## Extrait choisi:
▽
Les souverainistes reprennent la marche

Jacques Parizeau a parié sur l’échec de Meech pour mener le Québec au seuil de l’indépendance. Aujourd’hui, les indépendantistes prennent enfin le relais.
Photo: Jacques Boissinot La Presse canadienne Jacques Parizeau a parié sur l’échec de Meech pour mener le Québec au seuil de l’indépendance. Aujourd’hui, les indépendantistes prennent enfin le relais.

Le résultat-choc du référendum du 30 octobre 1995 était vu par plusieurs comme un tremplin vers l’indépendance du Québec. « C’est retardé un peu », déclare Jacques Parizeau. « La prochaine fois pourrait venir plus rapidement qu’on le pense », poursuit Lucien Bouchard. Rien n’y fait, le projet de pays tombe en panne. M. Bouchard est parti en exil. M. Parizeau a passé l’arme à gauche.

Après avoir lutté contre la déprime, des acteurs clés du mouvement indépendantiste s’entendent pour donner un nouveau souffle au projet de pays du Québec, même si celui-ci est donné pour mort par Philippe Couillard et François Legault. Vingt ans après le « non » de 50,58 % des électeurs québécois, ils décrètent la mobilisation générale.

Le Parti québécois, Québec solidaire et Option nationale conviennent de la nécessité de ne pas attendre l’élection d’un gouvernement indépendantiste avant d’appeler en renforts des « Partenaires pour la souveraineté ».

La responsable de la convergence du mouvement indépendantiste au PQ, Véronique Hivon, veut rompre avec l’attentisme des « conditions gagnantes » et du « moment jugé approprié », et forcer le destin.

La présidente intérimaire des Organisations unies pour l’indépendance du Québec (OUI Québec), Claudette Carbonneau, s’en réjouit. « [À l’approche du référendum de 1995], on aurait dû avoir une machine un peu mieux rodée, y compris au niveau de la société civile », soutient l’ex-chef syndicale qui appelle à l’action.
△
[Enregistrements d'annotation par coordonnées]
▽
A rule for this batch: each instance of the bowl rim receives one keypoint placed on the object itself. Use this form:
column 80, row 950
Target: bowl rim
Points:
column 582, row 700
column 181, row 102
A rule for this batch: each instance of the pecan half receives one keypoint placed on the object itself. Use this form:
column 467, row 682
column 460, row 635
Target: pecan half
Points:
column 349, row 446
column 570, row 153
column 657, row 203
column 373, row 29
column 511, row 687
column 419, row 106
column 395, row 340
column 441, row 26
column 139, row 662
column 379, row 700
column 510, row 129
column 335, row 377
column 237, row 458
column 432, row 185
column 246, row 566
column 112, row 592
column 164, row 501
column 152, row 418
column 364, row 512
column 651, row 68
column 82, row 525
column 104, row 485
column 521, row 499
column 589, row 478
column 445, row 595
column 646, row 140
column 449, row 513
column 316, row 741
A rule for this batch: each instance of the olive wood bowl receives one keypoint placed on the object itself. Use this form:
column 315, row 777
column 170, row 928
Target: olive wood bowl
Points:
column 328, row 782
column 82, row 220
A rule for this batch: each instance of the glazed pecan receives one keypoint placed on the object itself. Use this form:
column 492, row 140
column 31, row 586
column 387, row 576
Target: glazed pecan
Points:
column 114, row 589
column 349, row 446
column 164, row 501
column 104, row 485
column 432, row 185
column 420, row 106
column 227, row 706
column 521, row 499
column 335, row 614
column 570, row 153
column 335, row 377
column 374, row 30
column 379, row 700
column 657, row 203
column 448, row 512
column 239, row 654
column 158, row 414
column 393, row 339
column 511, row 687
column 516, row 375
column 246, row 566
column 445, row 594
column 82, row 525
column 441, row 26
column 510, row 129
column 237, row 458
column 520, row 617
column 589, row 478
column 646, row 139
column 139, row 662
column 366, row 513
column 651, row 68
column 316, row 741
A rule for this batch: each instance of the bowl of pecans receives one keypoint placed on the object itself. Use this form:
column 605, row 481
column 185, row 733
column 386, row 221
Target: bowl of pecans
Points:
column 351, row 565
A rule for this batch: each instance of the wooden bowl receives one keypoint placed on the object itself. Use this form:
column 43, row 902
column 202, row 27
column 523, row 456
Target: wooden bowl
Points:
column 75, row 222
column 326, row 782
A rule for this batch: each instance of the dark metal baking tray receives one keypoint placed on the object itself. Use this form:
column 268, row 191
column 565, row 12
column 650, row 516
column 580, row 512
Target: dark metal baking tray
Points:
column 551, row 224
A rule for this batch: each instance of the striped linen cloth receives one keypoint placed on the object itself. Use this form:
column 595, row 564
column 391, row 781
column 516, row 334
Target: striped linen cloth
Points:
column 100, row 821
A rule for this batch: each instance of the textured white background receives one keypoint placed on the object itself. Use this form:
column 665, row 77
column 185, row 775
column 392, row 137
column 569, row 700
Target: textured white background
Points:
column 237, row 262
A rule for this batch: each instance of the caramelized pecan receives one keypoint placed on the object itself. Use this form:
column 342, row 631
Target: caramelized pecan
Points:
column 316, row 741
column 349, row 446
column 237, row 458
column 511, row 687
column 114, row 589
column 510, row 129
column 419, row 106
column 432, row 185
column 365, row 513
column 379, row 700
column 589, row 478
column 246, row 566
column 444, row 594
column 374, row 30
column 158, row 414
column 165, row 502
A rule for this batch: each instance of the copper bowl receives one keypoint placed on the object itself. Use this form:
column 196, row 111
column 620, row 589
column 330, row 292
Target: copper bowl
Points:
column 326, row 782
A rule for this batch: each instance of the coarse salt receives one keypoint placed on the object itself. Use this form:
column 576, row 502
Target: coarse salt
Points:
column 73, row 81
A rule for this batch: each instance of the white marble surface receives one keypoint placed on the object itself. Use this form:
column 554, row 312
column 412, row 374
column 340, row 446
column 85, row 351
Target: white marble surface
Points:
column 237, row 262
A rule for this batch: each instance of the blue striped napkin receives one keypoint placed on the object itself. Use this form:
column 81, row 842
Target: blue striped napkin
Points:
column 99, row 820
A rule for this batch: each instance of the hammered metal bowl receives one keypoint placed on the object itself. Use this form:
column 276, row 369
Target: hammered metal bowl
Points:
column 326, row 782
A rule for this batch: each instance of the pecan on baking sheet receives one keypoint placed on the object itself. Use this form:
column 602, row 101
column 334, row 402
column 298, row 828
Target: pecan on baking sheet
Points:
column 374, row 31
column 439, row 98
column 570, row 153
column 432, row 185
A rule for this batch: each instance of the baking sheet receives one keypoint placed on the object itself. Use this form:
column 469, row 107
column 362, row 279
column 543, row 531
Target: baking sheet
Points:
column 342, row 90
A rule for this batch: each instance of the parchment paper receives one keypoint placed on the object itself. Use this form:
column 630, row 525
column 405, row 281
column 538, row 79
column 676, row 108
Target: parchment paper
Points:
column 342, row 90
△
## Consignes:
**A)** Répondez aux questions suivantes à partir de l'article sur le mouvement souverainiste :
(i) Quel pourcentage des électeurs québécois a voté « non » au référendum de 1995 ?
(ii) Quels trois partis conviennent de faire appel à des « Partenaires pour la souveraineté » ?
(iii) Quelle fonction Claudette Carbonneau occupe-t-elle ?
**B)** Reprenez l'article sur le mouvement souverainiste à la suite de son dernier paragraphe.

## Réponses:
**A)**
(i) 50,58 %
(ii) Le Parti québécois, Québec solidaire et Option nationale
(iii) Présidente intérimaire des Organisations unies pour l'indépendance du Québec (OUI Québec)

**B)**
Le député de Rosemont, Jean-François Lisée, voit d’un bon oeil la volonté d’amorcer les préparatifs de la campagne référendaire avant une éventuelle une victoire aux élections générales de 2018. Le camp du OUI peut difficilement, comme il y a 20 ans, escompter une crise constitutionnelle qui braquerait les Québécois contre le ROC (« Rest of Canada »). Le gouvernement Couillard, hanté par l’échec de l’accord du lac Meech, dit refuser net de participer, et encore moins de lancer, des discussions constitutionnelles perdues d’avance. « Toute la stratégie de M. Parizeau, c’était qu’il fallait que Meech soit un échec. Il était prêt, il avait la volonté, il avait posé les bases stratégiques. Mais, la préparation réelle a été faite une fois son arrivée au pouvoir », relate l’ancien membre de la garde rapprochée de M. Parizeau. « Son problème, c’est qu’il y a eu un décalage entre le moment de l’échec de Meech et le moment de l’élection de 1994. Pour des Québécois qui sont du bon monde, rester choqués pendant quatre ans c’est beaucoup leur demander. Alors il fallait les remobiliser », raconte M. Lisée.

« Il faut remobiliser. Même si le dernier référendum a eu lieu il y a 20 ans et que depuis ce temps-là on ne s’en est pas parlé tant que ça, entre 35 % et 40 % des Québécois nous disent : “On est prêts à y aller”. Il faut en convaincre au moins un 20 % de plus, affirme la solidaire Françoise David. Ça ne me décourage pas, au contraire. »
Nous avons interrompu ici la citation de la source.